_SET TASK_
Pick out every line in the records below that contains the word "magenta", matching case exactly, and copy each such line.

==== INPUT FOR THIS TASK

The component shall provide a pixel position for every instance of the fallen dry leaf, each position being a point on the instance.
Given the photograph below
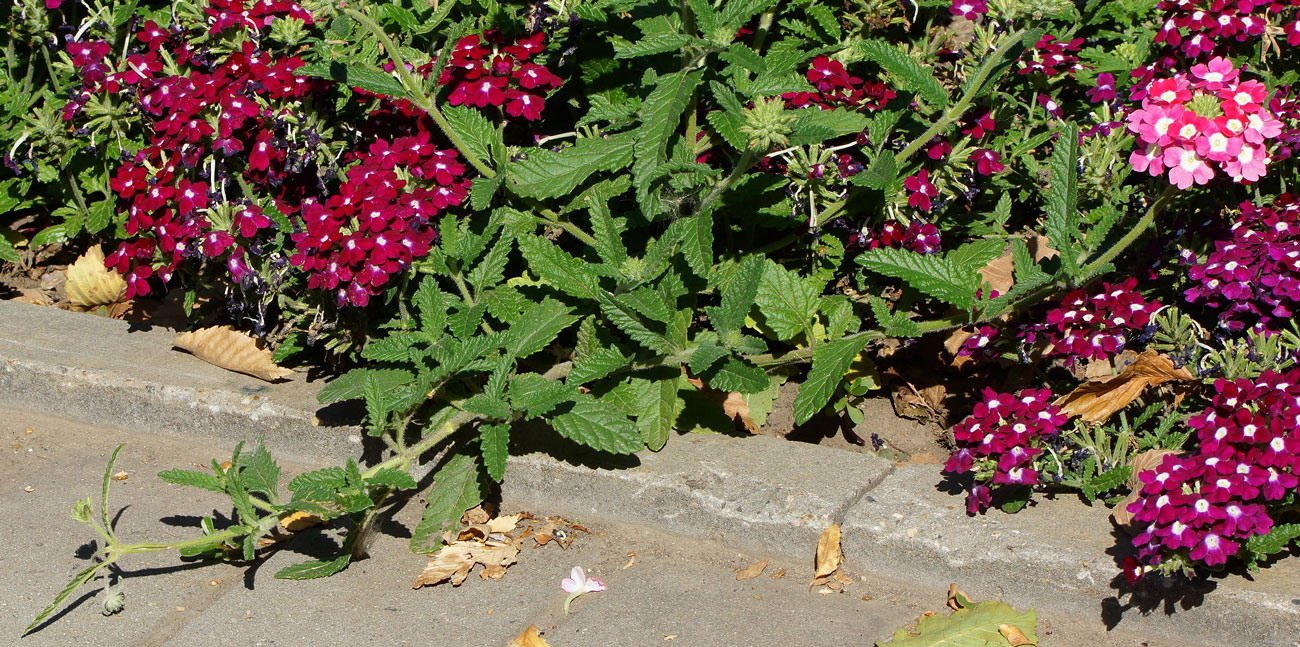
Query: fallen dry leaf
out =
(232, 350)
(828, 555)
(1014, 635)
(529, 638)
(1095, 402)
(91, 283)
(752, 570)
(299, 520)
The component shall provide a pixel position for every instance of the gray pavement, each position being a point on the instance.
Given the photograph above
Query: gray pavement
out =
(740, 498)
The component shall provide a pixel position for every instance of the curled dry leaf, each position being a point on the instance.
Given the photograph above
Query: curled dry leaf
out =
(752, 570)
(1096, 402)
(828, 555)
(91, 283)
(232, 350)
(529, 638)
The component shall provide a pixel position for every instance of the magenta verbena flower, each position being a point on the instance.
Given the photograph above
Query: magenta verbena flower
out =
(1253, 277)
(1205, 506)
(997, 443)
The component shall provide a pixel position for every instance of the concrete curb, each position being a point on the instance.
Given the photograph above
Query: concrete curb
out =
(758, 493)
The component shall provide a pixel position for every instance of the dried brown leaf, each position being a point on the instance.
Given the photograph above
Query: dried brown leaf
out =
(828, 555)
(1095, 402)
(529, 638)
(232, 350)
(1014, 635)
(91, 283)
(752, 570)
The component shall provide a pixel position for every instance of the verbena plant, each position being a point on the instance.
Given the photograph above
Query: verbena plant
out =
(567, 211)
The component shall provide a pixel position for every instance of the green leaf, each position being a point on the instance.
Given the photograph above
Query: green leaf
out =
(475, 130)
(536, 395)
(315, 569)
(736, 374)
(830, 364)
(658, 411)
(971, 626)
(537, 328)
(389, 477)
(560, 270)
(1062, 198)
(787, 302)
(78, 580)
(351, 385)
(260, 473)
(598, 425)
(697, 243)
(456, 487)
(193, 480)
(352, 76)
(911, 74)
(493, 441)
(550, 174)
(596, 365)
(930, 273)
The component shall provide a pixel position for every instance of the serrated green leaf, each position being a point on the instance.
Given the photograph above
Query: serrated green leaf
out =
(315, 569)
(830, 364)
(911, 74)
(736, 374)
(550, 174)
(598, 425)
(395, 478)
(456, 487)
(787, 302)
(971, 626)
(193, 480)
(560, 270)
(596, 365)
(538, 326)
(928, 273)
(355, 76)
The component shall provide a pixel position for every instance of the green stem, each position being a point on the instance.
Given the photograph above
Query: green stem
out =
(417, 96)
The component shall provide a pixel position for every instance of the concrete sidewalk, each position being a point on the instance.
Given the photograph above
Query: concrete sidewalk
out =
(742, 498)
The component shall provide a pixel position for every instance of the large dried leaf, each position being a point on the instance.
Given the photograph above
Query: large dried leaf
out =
(232, 350)
(828, 555)
(91, 283)
(529, 638)
(455, 560)
(1096, 402)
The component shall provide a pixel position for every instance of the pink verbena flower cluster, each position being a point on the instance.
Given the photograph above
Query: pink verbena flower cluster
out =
(837, 88)
(1194, 124)
(1200, 27)
(378, 224)
(1093, 326)
(485, 70)
(1000, 439)
(1204, 506)
(1253, 277)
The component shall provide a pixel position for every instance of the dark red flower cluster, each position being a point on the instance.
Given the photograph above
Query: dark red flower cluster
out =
(1248, 452)
(1051, 56)
(1253, 277)
(836, 88)
(1204, 27)
(1000, 439)
(172, 186)
(917, 237)
(377, 224)
(485, 70)
(1093, 326)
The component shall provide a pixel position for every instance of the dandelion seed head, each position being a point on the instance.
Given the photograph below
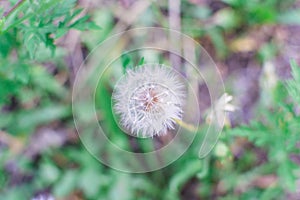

========

_RESPONSE TO THIS EXERCISE_
The component shall provide a pixel position for every instance of the magenta verbena flower, each position being a point on the instance.
Query: magenta verbena flower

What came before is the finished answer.